Edited by Ronja Bodola, PhD; Michelle B. Moore, PsyD; Cody Roi, D.O.
Narratives are intricately linked to how we interact with the world. We embed our experiences in stories, think about our lives along plotlines, and interpret events based on micronarratives. The social and cultural impact of narratives on our lives have long been acknowledged by scholars in the humanities as well as several mental health fields. More recently, cognitive science and neuroscience have shown how much our mental states are influenced by or facilitated through narratives beyond a conceptual level. Potentially, this research opens opportunities for a better understanding of mental health narratives in their cultural and historical context, for an expansion of narrative research, as well as for a revision of narrative approaches to mental health.
The volume connects health humanities scholars with mental health providers, and aims to bring together contributions from various fields, such as narratology, comparative literary studies, media studies, history of medicine, psychology, and psychiatry. It contributes to narratology, narrative medicine, trauma studies, literary and cultural history of mental health, and teaching narratives in mental health education. The aim is to provide an overview as well as novel interpretations, interventions, and integrative approaches by critically assessing the most recent developments in mental health narrative research. Topics may include, but are not limited to:
· History of mental health narratives (psychoanalysis, trauma studies, etc.)
· Social Justice and Mental health narratives (legal narratives, postcolonial perspectives etc.)
· Mental Health Narratives across different media (graphic medicine, literature, film etc.)
· Genres of Mental Health Narratives (provider , patient, trauma etc.)
· Teaching Mental Health Narratives
· Practical Applications (case reports, therapeutic interventions, diagnosis etc.)
Please send your 500-word abstract and a brief biosketch to Ronja Bodola ([email protected]) and Michelle Moore ([email protected]) by June 30, 2021. The collection has been preliminarily accepted into the series “Narrative and Mental Health” (Brill), and is planned for fall of 2022. Manuscripts are due December 31, 2021.

WORK ITEM A ▸
Answer these about the call for papers:
(i) Who edited it?
(ii) Which group does the volume connect with mental health providers?
(iii) By what date are manuscripts due?
WORK ITEM B ▸ Please write out the call for papers word for word, from "Narratives are intricately" up to and including "to mental health.".
The lines that come next are from a different source and are unrelated to the call for papers.

DATASET SECTION ▸
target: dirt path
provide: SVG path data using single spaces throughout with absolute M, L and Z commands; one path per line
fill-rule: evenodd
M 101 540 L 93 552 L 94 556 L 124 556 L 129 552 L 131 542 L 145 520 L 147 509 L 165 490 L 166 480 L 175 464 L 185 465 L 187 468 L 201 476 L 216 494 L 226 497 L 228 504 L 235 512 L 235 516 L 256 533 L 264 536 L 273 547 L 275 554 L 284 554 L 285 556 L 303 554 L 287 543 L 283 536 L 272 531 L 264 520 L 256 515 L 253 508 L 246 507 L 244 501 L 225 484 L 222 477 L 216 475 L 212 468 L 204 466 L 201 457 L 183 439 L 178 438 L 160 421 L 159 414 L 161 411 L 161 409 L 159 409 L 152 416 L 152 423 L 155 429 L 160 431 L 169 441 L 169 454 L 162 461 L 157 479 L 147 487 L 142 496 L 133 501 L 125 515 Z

EXERCISE SOLUTION A ▸
(i) Ronja Bodola, PhD; Michelle B. Moore, PsyD; Cody Roi, D.O.
(ii) Health humanities scholars
(iii) December 31, 2021

EXERCISE SOLUTION B ▸
Narratives are intricately linked to how we interact with the world. We embed our experiences in stories, think about our lives along plotlines, and interpret events based on micronarratives. The social and cultural impact of narratives on our lives have long been acknowledged by scholars in the humanities as well as several mental health fields. More recently, cognitive science and neuroscience have shown how much our mental states are influenced by or facilitated through narratives beyond a conceptual level. Potentially, this research opens opportunities for a better understanding of mental health narratives in their cultural and historical context, for an expansion of narrative research, as well as for a revision of narrative approaches to mental health.